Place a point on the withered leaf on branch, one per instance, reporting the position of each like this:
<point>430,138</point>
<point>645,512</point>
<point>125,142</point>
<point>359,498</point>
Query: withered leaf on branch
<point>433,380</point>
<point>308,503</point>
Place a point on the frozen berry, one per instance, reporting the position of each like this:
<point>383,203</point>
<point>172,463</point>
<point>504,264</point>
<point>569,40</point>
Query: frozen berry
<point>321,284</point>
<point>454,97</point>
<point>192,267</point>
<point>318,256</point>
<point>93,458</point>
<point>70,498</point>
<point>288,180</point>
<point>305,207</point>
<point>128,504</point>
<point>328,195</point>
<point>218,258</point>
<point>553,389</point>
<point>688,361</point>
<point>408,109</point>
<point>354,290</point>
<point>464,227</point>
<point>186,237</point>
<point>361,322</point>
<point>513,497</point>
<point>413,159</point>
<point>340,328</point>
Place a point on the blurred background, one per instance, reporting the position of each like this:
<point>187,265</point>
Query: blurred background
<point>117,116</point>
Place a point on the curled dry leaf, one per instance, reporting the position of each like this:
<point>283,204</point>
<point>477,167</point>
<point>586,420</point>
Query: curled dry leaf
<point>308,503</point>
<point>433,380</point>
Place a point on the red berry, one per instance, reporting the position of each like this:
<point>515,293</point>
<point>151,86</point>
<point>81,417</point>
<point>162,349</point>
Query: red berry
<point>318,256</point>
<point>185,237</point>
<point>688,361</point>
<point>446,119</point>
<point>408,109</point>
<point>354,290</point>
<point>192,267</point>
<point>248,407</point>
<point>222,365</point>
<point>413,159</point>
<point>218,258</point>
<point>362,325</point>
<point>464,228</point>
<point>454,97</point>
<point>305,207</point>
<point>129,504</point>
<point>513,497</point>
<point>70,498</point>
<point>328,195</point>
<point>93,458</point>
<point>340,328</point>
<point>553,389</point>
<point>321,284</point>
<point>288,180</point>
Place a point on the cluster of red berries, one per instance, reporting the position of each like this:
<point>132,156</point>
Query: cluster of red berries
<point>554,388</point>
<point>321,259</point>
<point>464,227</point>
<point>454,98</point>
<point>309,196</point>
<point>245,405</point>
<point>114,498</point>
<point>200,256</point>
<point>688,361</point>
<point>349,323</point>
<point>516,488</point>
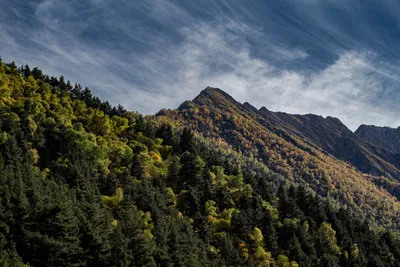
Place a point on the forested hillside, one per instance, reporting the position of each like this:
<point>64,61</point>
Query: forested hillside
<point>86,184</point>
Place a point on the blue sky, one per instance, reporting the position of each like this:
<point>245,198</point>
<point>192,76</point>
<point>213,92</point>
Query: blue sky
<point>328,57</point>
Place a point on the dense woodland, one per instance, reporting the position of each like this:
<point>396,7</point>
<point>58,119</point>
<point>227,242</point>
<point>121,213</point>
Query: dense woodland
<point>83,183</point>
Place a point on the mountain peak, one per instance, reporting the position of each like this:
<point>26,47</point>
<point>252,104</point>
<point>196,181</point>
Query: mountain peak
<point>213,95</point>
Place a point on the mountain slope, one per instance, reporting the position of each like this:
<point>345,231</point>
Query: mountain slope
<point>332,136</point>
<point>385,138</point>
<point>83,183</point>
<point>218,116</point>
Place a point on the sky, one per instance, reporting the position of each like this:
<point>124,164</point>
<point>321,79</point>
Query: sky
<point>337,58</point>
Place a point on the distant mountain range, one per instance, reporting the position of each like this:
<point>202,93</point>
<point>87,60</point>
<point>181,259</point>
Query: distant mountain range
<point>211,183</point>
<point>371,149</point>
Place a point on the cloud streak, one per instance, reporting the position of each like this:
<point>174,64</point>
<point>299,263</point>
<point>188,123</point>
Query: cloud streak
<point>293,56</point>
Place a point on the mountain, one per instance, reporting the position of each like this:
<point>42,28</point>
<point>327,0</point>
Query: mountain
<point>333,137</point>
<point>385,138</point>
<point>212,183</point>
<point>301,148</point>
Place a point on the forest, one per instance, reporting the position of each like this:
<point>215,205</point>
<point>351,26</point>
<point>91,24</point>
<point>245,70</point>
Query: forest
<point>83,183</point>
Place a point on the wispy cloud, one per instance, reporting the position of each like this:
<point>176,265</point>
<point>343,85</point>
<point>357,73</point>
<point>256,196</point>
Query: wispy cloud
<point>293,56</point>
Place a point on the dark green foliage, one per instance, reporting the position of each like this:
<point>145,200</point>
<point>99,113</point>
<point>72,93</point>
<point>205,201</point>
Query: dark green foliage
<point>86,184</point>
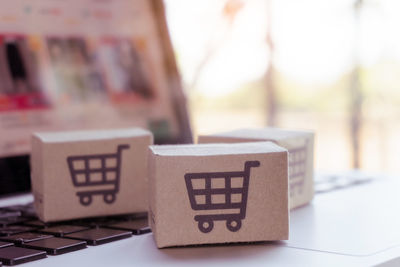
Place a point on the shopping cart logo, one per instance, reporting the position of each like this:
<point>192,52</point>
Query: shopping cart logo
<point>97,170</point>
<point>205,193</point>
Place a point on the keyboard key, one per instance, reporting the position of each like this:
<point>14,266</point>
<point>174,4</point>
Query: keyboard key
<point>15,255</point>
<point>4,222</point>
<point>37,223</point>
<point>100,236</point>
<point>5,244</point>
<point>56,245</point>
<point>138,226</point>
<point>4,213</point>
<point>62,230</point>
<point>15,229</point>
<point>25,237</point>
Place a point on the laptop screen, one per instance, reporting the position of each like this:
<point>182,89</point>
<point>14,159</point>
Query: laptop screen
<point>81,64</point>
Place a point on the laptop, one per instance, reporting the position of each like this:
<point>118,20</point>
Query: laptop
<point>67,65</point>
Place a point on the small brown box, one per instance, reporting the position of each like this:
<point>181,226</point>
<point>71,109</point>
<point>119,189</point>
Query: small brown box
<point>79,174</point>
<point>300,145</point>
<point>218,193</point>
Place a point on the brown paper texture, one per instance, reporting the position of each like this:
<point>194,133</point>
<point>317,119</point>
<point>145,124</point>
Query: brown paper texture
<point>198,193</point>
<point>300,145</point>
<point>89,173</point>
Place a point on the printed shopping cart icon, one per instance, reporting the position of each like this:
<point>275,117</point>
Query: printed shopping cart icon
<point>98,170</point>
<point>220,191</point>
<point>297,168</point>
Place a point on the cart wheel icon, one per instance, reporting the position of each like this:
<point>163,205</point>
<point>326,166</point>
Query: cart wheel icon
<point>206,226</point>
<point>233,225</point>
<point>109,198</point>
<point>85,200</point>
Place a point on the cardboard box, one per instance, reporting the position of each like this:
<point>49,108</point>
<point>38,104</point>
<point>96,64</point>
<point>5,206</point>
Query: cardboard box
<point>300,145</point>
<point>89,173</point>
<point>218,193</point>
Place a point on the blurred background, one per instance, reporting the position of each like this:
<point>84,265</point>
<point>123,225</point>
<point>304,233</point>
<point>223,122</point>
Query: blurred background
<point>330,66</point>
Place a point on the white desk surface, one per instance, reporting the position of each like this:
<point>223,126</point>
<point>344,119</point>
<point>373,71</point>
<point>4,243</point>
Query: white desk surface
<point>356,226</point>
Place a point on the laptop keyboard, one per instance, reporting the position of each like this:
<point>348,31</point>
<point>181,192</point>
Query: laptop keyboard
<point>24,238</point>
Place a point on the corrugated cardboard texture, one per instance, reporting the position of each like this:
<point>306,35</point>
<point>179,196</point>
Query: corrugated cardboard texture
<point>300,145</point>
<point>59,182</point>
<point>266,210</point>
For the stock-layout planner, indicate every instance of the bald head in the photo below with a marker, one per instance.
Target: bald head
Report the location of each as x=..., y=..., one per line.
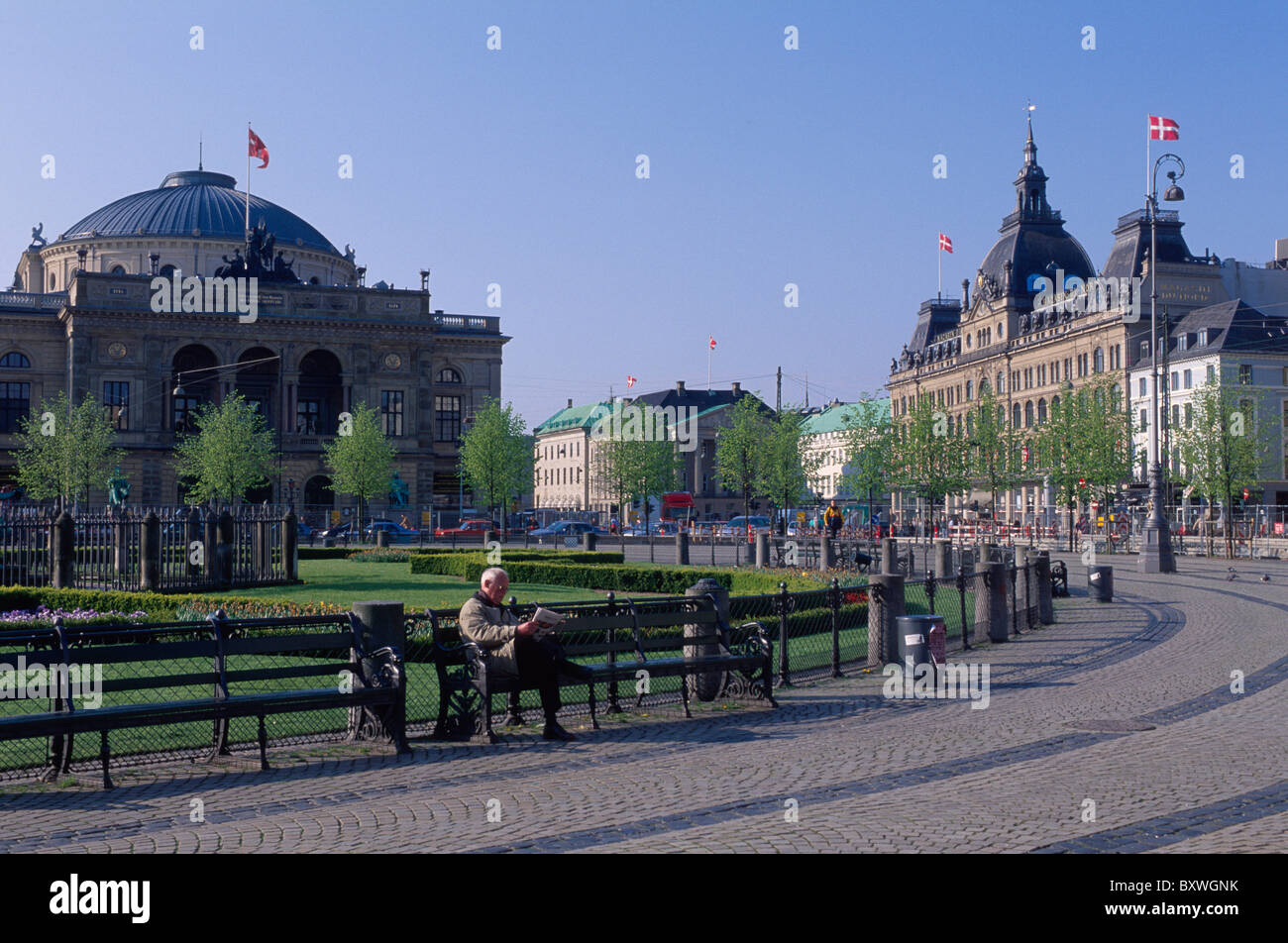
x=493, y=582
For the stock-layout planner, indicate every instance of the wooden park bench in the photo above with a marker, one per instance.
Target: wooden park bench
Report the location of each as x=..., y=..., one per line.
x=218, y=670
x=617, y=642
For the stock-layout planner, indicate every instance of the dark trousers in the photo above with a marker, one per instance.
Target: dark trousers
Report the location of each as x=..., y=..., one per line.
x=539, y=668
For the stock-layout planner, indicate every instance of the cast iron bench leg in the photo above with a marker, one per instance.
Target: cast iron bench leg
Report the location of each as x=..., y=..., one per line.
x=103, y=753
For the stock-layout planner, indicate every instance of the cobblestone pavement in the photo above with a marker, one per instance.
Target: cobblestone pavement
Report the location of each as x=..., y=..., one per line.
x=1115, y=729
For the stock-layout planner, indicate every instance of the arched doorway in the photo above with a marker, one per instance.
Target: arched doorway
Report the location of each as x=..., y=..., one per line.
x=321, y=394
x=259, y=381
x=193, y=380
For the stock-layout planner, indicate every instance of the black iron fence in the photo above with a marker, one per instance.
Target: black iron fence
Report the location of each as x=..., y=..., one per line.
x=816, y=634
x=147, y=548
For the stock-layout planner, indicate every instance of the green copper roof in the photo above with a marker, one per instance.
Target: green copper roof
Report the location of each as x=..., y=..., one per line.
x=832, y=418
x=575, y=418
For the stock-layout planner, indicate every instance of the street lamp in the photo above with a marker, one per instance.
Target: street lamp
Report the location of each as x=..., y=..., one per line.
x=1155, y=553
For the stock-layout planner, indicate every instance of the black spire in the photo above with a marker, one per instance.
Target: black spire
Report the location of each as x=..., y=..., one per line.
x=1030, y=184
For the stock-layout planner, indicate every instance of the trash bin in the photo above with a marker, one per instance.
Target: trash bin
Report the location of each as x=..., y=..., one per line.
x=1100, y=582
x=912, y=634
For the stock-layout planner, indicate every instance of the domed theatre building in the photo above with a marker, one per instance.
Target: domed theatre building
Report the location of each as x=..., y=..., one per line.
x=81, y=314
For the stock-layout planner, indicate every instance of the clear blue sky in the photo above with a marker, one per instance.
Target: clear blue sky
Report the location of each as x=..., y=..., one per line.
x=768, y=166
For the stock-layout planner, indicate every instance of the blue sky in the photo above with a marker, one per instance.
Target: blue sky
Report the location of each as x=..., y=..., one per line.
x=767, y=166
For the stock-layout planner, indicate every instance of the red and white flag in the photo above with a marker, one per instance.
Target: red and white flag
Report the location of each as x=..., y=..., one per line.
x=1163, y=129
x=257, y=149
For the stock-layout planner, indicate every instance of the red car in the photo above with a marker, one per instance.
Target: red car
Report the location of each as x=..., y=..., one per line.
x=468, y=528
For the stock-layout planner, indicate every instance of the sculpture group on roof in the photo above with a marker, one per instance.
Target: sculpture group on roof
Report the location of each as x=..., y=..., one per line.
x=261, y=261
-----
Give back exactly the lines of the listing above that run from the line with "<point>49,108</point>" to the line with "<point>179,196</point>", inclusive.

(Your solution)
<point>49,108</point>
<point>38,104</point>
<point>96,64</point>
<point>5,206</point>
Query: cardboard box
<point>300,145</point>
<point>89,173</point>
<point>218,193</point>
Place a point on the blurred background, one per instance, reporting the position of each like this:
<point>84,265</point>
<point>123,225</point>
<point>304,233</point>
<point>223,122</point>
Query: blurred background
<point>330,66</point>
Place a point on the white desk surface, one per instance, reporting the position of each like this:
<point>223,126</point>
<point>344,119</point>
<point>373,71</point>
<point>4,243</point>
Query: white desk surface
<point>356,226</point>
Place a point on the laptop keyboard, one per instance, reporting the position of each like this:
<point>348,31</point>
<point>181,192</point>
Query: laptop keyboard
<point>24,238</point>
Place a point on the corrugated cardboard texture, one per instance, reporting the position of each like this:
<point>306,35</point>
<point>179,196</point>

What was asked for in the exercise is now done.